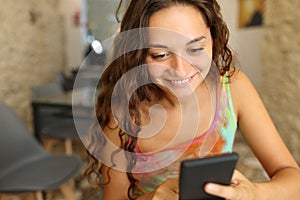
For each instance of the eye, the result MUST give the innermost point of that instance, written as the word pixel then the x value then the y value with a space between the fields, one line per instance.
pixel 159 56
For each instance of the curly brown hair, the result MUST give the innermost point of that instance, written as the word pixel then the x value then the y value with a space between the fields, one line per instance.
pixel 137 16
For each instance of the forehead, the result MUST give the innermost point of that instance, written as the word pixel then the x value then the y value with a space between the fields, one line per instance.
pixel 186 20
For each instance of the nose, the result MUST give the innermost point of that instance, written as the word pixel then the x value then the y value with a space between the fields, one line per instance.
pixel 181 66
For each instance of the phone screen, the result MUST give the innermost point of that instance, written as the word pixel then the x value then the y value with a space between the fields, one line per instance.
pixel 195 173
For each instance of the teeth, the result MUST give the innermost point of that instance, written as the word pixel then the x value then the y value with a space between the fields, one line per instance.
pixel 180 82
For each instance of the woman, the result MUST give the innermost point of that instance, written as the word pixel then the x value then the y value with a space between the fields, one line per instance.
pixel 176 76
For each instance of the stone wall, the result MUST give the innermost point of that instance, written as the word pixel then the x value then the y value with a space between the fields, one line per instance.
pixel 32 49
pixel 281 69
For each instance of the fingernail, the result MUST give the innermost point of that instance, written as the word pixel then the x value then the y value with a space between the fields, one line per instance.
pixel 210 187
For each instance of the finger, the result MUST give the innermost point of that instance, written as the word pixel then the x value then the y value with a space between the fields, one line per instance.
pixel 226 192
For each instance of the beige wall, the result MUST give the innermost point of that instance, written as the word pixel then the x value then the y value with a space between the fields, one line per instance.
pixel 281 69
pixel 32 49
pixel 269 55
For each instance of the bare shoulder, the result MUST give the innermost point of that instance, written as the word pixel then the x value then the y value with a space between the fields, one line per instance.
pixel 243 91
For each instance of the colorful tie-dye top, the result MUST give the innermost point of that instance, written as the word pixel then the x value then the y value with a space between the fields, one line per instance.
pixel 153 168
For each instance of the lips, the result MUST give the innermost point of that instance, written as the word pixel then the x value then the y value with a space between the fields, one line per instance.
pixel 181 82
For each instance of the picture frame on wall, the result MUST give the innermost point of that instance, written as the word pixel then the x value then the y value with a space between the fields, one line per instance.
pixel 251 13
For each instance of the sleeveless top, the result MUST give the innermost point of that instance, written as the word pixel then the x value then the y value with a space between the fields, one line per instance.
pixel 153 168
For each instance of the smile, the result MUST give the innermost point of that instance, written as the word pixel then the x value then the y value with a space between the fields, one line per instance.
pixel 182 82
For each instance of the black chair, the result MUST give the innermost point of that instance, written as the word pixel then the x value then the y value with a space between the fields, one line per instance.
pixel 52 121
pixel 25 166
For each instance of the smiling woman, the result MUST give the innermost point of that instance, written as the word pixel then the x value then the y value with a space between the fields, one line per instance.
pixel 170 93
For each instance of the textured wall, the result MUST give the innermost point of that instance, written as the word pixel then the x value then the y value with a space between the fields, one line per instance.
pixel 31 49
pixel 281 69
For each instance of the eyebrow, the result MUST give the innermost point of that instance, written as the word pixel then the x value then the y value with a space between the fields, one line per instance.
pixel 196 40
pixel 160 46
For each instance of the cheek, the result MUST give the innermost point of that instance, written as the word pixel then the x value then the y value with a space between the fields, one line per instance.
pixel 156 70
pixel 201 62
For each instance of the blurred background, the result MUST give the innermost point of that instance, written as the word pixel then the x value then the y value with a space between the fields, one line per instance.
pixel 42 38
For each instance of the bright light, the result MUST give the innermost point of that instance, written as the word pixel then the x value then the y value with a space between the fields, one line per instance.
pixel 97 46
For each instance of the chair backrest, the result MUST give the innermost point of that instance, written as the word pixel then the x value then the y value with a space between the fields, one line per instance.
pixel 17 145
pixel 47 90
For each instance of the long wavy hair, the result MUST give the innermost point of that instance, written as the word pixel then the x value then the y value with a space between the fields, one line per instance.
pixel 137 15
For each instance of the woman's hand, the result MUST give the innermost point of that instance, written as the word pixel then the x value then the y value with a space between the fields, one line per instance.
pixel 166 191
pixel 240 189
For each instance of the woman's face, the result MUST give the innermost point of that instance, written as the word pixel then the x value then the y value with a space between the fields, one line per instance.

⁂

### [Exercise instructions]
An exact restatement of the entries above is needed; no picture may appear in it.

### [Solution for this problem]
For each instance of the eye, the result MUST give the innermost point of that instance, written as the word pixel then the x value then the y value with a space between the fields, one line per instance.
pixel 159 56
For each instance of the curly brown hair, the result MUST give the innermost point of that instance, written as the word pixel then the x value then the y value with a space between the fields, one line per instance.
pixel 137 16
For each instance of the forehead, the result MUST give the innermost point of that instance, written as the word pixel then the x value then the y value with a space between the fields, one line per instance.
pixel 186 20
For each instance of the nose, the result MUST give the innermost point of that instance, written as the word pixel then the x value then the y value with a space between the fields, one line per instance.
pixel 181 66
For each instance of the phone screen, the result MUST give the innermost point of that instance, written as the word pixel then the x value then the y value with a space between the fields, one line per instance.
pixel 195 173
For each instance of the teeth, the result MUST give the innermost point of that instance, written as the word pixel then the x value then the y value with a space between the fields, one line per instance.
pixel 180 82
For each instance of the woman, the result MUST give the innermost point of that instance, written as the word pixel then the x value then the y value with a space between the fields, one line per instance.
pixel 176 76
For each instance of the stone wall, the result MUST give the innermost point of that instance, written as the word pixel then the x value then the y value with a space between the fields, one line per instance.
pixel 32 49
pixel 281 69
For each instance of the fingernail, the result MUST give the innermost point of that instance, written as the word pixel then the x value then the y value with a space between the fields, one line per instance.
pixel 210 187
For each instance of the finger, the result MUST give the innermost point of that instance, written as the word pixel then the x value then the y value with a space between the fields, one line per instance.
pixel 226 192
For each instance of the beige wall, the result MUST give the innermost point of that instance, written as the word pixel then the x value then the y value with a space between the fields, one line per instance.
pixel 281 69
pixel 32 49
pixel 269 55
For each instance of the bare shoulder, the result MUST give the innermost point of that instance, written as the word pixel then the x value then the y value with a space between the fields, one line per instance.
pixel 243 91
For each instance of the colorful tie-dye top, the result MUST give the innermost point of that instance, written as the word pixel then the x value then the y value with a space between the fields, one line per instance.
pixel 153 168
For each instance of the lips, the result MUST give the innermost point of that instance, written as the word pixel then the x value then the y value with a space between the fields, one line per instance.
pixel 181 82
For each instance of the picture frame on wall, the result MUST give the innermost point of that instance, written as the word pixel then the x value then the y value with a space between the fields, one line per instance.
pixel 251 13
For each instance of the sleeveless top, the result MUST give the innermost point of that instance, written as the word pixel then the x value then the y value with a space between the fields, one line per instance.
pixel 153 168
For each instance of the smile, the result MUST give the innermost point of that instance, written as the word pixel then the x value then the y value with a space between the fields, one line per instance.
pixel 182 82
For each instance of the black chair, the result MUST give the innermost point of that instance, written as the word pixel then the x value then the y value with a space between the fields, one line per instance.
pixel 52 121
pixel 25 166
For each instance of the smiling woman, the result MUST give the innermost point of that instance, written as the word pixel then the x value then the y value with a space between the fields, one line per instance.
pixel 170 93
For each instance of the textured wall, the result MUST give the innermost point of that instance, written as the word pixel then the x value then the y value with a space between the fields, one line per instance.
pixel 31 49
pixel 281 69
For each instance of the eyebrow, the result MUST give the innermost point of that instance, written as the word pixel then the x value then the y value with a space between the fields, one line per instance.
pixel 196 40
pixel 160 46
For each instance of the cheek, the result MUST give the innermost point of that instance, written as the word pixel then the x value then the y value with a space between the fields, one line per instance.
pixel 156 70
pixel 201 62
For each instance of the blurred background, the result MUST give the innermost point of that instance, written as the word pixel then the x value then the y value with a space between the fields, one line per instance.
pixel 42 38
For each instance of the bright light, the result MUST give the innermost point of that instance, written as the word pixel then the x value then the y value with a space between the fields, one line per instance.
pixel 97 46
For each instance of the chair backrest, the result MUST give the innermost point of that instance, written as the word pixel then the x value then the y value with a space between the fields, one line per instance.
pixel 17 145
pixel 47 90
For each instance of the long wavy hair, the result MUST give the innermost point of that instance, written as the word pixel then the x value then the y value with a space between the fields, one line per instance.
pixel 137 15
For each instance of the woman's hand, the result MUST give the innermost point of that instance, written as the word pixel then the x value then the y value with a space between the fields, one line per instance.
pixel 166 191
pixel 240 189
For each instance of the woman's face, the result MUST give the innermost point of that instance, written as the word pixel then the x value then the y value with a space between the fields, one line per instance.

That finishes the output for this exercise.